6. Zet de computer aan en wacht ongeveer tien seconden. Zet de computer weer uit door de aan/uit-knop
ongeveer vijf seconden ingedrukt te houden.
7. Herhaal stap 1 en stap 2.
8. Zet de jumper voor Wissen van CMOS/Herstel terug in de standaardpositie (pennetje 1 en 2).
9. Plaats de kap van de computer terug en sluit het netsnoer aan.
10. Zet het beeldscherm en de computer aan. Druk zodra het logoscherm verschijnt op F1 of Fn+F1.
11. Om gegevensverlies te voorkomen, moet u ervoor zorgen dat de BIOS-instellingen worden hersteld naar
een eerder punt.
Een opstartapparaat kiezen
Als de computer niet vanaf het verwachte apparaat opstart, kunt u de opstartvolgorde van de apparaten
permanent wijzigen of een tijdelijk opstartapparaat selecteren.
De opstartvolgorde van apparaten permanent wijzigen
Ga als volgt te werk om de opstartvolgorde van apparaten permanent te wijzigen:
1. Afhankelijk van het type opslagapparaat doet u een van de volgende dingen:
• Als het opslagapparaat een intern apparaat is, gaat u naar stap 2.
• Als het opslagapparaat een schijf is, controleert u of uw computer is ingeschakeld. Plaats vervolgens
de schijf in het optische station.
• Als het opslagapparaat een ander extern apparaat is dan een schijf, sluit u het opslagapparaat aan op
de computer.
2. Start het programma Setup Utility. Zie 'Het programma Setup Utility starten' op pagina 35.
3. Selecteer Startup.
4. Volg de instructies aan de rechterkant van het scherm om de opstartvolgorde van de apparaten te
wijzigen.
5. Als u de nieuwe instellingen wilt opslaan en het programma Setup Utility wilt afsluiten, drukt u op F10 of
Fn+F10 (afhankelijk van de toetsenbordinstellingen). Selecteer vervolgens Yes in het weergegeven
venster en druk op Enter.

• _AANGELEVERDE RECORDS_
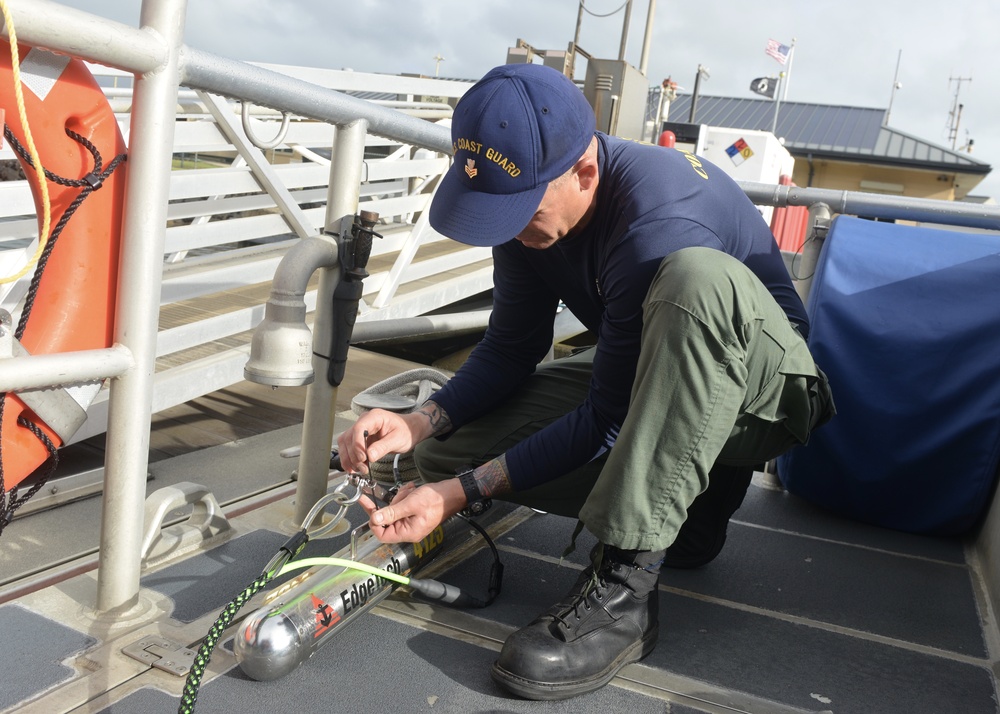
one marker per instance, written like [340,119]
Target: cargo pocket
[780,414]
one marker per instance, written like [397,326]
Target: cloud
[846,51]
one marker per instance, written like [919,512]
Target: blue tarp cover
[905,322]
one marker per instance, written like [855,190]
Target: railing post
[321,396]
[144,225]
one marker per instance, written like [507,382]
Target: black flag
[764,86]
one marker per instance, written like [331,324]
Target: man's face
[558,215]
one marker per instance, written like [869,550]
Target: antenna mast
[955,115]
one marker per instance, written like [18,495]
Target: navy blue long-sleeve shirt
[651,201]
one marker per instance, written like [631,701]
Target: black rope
[204,655]
[11,502]
[89,183]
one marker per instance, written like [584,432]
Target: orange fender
[75,303]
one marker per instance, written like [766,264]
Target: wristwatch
[477,505]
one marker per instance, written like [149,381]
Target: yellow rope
[15,63]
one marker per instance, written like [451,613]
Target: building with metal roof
[841,147]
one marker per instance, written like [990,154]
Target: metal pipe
[46,24]
[138,308]
[872,205]
[424,327]
[819,224]
[281,349]
[230,78]
[317,424]
[52,370]
[625,23]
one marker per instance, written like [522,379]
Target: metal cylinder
[303,614]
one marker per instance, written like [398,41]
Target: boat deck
[802,611]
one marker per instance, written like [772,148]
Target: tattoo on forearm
[492,478]
[438,417]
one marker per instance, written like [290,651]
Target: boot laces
[595,586]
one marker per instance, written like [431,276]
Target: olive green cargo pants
[722,377]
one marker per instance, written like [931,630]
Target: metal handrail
[161,63]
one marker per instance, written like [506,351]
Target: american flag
[778,51]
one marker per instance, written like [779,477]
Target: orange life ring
[74,306]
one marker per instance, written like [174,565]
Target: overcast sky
[845,50]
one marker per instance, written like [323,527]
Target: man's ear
[586,173]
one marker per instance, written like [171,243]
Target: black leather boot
[608,620]
[704,532]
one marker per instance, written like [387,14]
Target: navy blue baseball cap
[514,131]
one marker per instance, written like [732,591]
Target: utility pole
[955,115]
[438,59]
[702,72]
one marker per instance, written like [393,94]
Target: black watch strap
[476,503]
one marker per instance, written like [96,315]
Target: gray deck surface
[802,612]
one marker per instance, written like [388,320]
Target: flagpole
[791,57]
[777,104]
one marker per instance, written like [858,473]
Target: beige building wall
[899,181]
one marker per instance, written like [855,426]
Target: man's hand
[388,433]
[415,511]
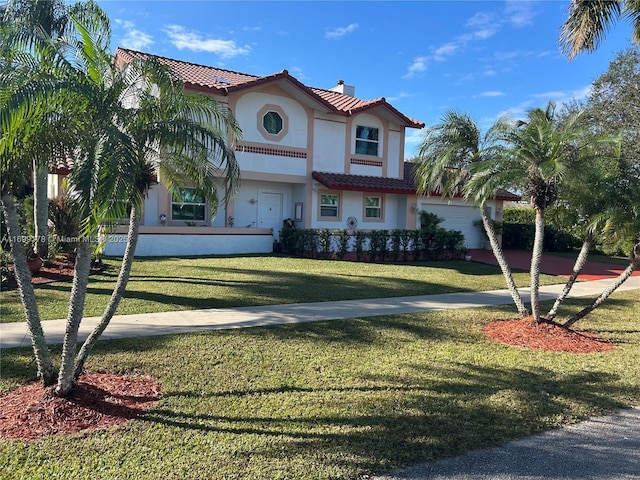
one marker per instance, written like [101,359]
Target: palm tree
[119,124]
[25,91]
[621,226]
[182,139]
[52,19]
[589,20]
[447,157]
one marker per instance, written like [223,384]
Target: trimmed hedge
[434,243]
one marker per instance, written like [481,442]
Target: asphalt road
[600,448]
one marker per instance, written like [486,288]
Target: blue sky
[485,58]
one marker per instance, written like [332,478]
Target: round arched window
[272,122]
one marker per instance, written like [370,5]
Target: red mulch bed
[99,400]
[549,336]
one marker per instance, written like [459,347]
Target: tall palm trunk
[577,268]
[504,266]
[609,290]
[27,293]
[76,309]
[536,260]
[41,210]
[116,296]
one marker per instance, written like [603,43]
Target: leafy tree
[447,157]
[607,195]
[589,20]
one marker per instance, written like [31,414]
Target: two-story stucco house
[321,157]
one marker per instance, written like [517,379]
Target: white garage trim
[458,217]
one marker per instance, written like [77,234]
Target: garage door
[457,217]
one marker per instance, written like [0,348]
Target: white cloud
[341,31]
[133,38]
[562,96]
[183,39]
[419,65]
[519,13]
[480,19]
[540,100]
[412,140]
[448,49]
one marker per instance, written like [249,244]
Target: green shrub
[342,238]
[519,215]
[359,243]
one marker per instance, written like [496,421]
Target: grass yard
[333,400]
[162,284]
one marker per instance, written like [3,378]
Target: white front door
[270,211]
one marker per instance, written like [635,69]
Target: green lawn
[217,282]
[334,399]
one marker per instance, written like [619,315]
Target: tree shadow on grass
[375,428]
[269,288]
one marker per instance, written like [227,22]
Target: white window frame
[203,204]
[322,206]
[379,208]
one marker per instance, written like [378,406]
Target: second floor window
[272,122]
[366,140]
[329,204]
[188,205]
[373,208]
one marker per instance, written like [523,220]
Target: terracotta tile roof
[193,73]
[227,81]
[366,183]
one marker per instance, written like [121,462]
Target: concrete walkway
[166,323]
[604,448]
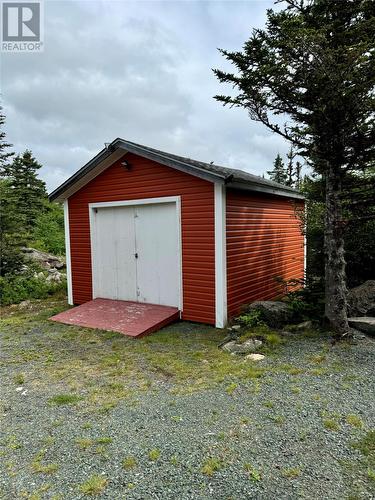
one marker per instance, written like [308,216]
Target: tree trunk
[335,284]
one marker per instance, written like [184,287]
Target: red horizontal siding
[148,179]
[264,241]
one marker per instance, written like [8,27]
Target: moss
[37,466]
[154,454]
[354,421]
[129,463]
[254,475]
[210,466]
[19,378]
[65,399]
[291,473]
[94,485]
[331,425]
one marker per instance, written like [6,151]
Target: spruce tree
[314,65]
[28,191]
[278,173]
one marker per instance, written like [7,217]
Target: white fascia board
[67,253]
[220,256]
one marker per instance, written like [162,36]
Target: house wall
[264,240]
[148,179]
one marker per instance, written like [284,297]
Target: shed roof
[209,171]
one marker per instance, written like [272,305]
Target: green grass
[366,445]
[129,463]
[154,454]
[19,378]
[254,475]
[210,466]
[95,485]
[39,467]
[354,421]
[65,399]
[291,473]
[331,424]
[231,388]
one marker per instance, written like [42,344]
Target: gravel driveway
[85,412]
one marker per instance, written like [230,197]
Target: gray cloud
[138,70]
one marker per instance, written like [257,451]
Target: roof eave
[122,147]
[265,189]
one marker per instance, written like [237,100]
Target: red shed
[148,226]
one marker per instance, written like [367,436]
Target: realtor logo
[22,26]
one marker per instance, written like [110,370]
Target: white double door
[135,252]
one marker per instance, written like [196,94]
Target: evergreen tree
[278,173]
[4,146]
[12,235]
[314,64]
[28,191]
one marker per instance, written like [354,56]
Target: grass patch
[366,445]
[277,419]
[84,443]
[210,466]
[231,388]
[291,473]
[19,378]
[94,485]
[104,440]
[154,454]
[254,475]
[65,399]
[331,424]
[354,421]
[43,468]
[129,463]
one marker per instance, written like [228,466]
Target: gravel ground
[285,433]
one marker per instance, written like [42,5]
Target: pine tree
[28,191]
[314,64]
[278,173]
[5,154]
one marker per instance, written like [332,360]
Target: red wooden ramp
[130,318]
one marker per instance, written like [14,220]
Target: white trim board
[220,256]
[129,203]
[67,253]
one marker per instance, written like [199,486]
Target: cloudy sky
[137,70]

• _OPDRACHTEN_
A) Vat het tekstfragment samen in twee zinnen.
B) Waarom noemt het tekstfragment bij het opslaan van de nieuwe instellingen zowel F10 als Fn+F10? Antwoord in één zin.
C) Schrijf de passage uit het tekstfragment tussen "Een opstartapparaat kiezen" en "tijdelijk opstartapparaat selecteren.", beide inbegrepen, woordelijk uit.
De records komen uit een andere bron.

• _ANTWOORDEN PER OPDRACHT_
A) Het tekstfragment beschrijft de laatste stappen voor het wissen van de CMOS: de computer kort aan- en weer uitzetten, stap 1 en 2 herhalen, de jumper terugzetten in de standaardpositie, de kap terugplaatsen, het netsnoer aansluiten en bij het logoscherm op F1 of Fn+F1 drukken. Daarna legt het uit dat u de opstartvolgorde permanent kunt wijzigen of een tijdelijk opstartapparaat kunt kiezen als de computer niet vanaf het verwachte apparaat opstart, en geeft het de stappen om de volgorde via Setup Utility en Startup aan te passen en met F10 of Fn+F10 op te slaan.

B) Welke van de twee u gebruikt, hangt af van de toetsenbordinstellingen.

C)
Een opstartapparaat kiezen
Als de computer niet vanaf het verwachte apparaat opstart, kunt u de opstartvolgorde van de apparaten
permanent wijzigen of een tijdelijk opstartapparaat selecteren.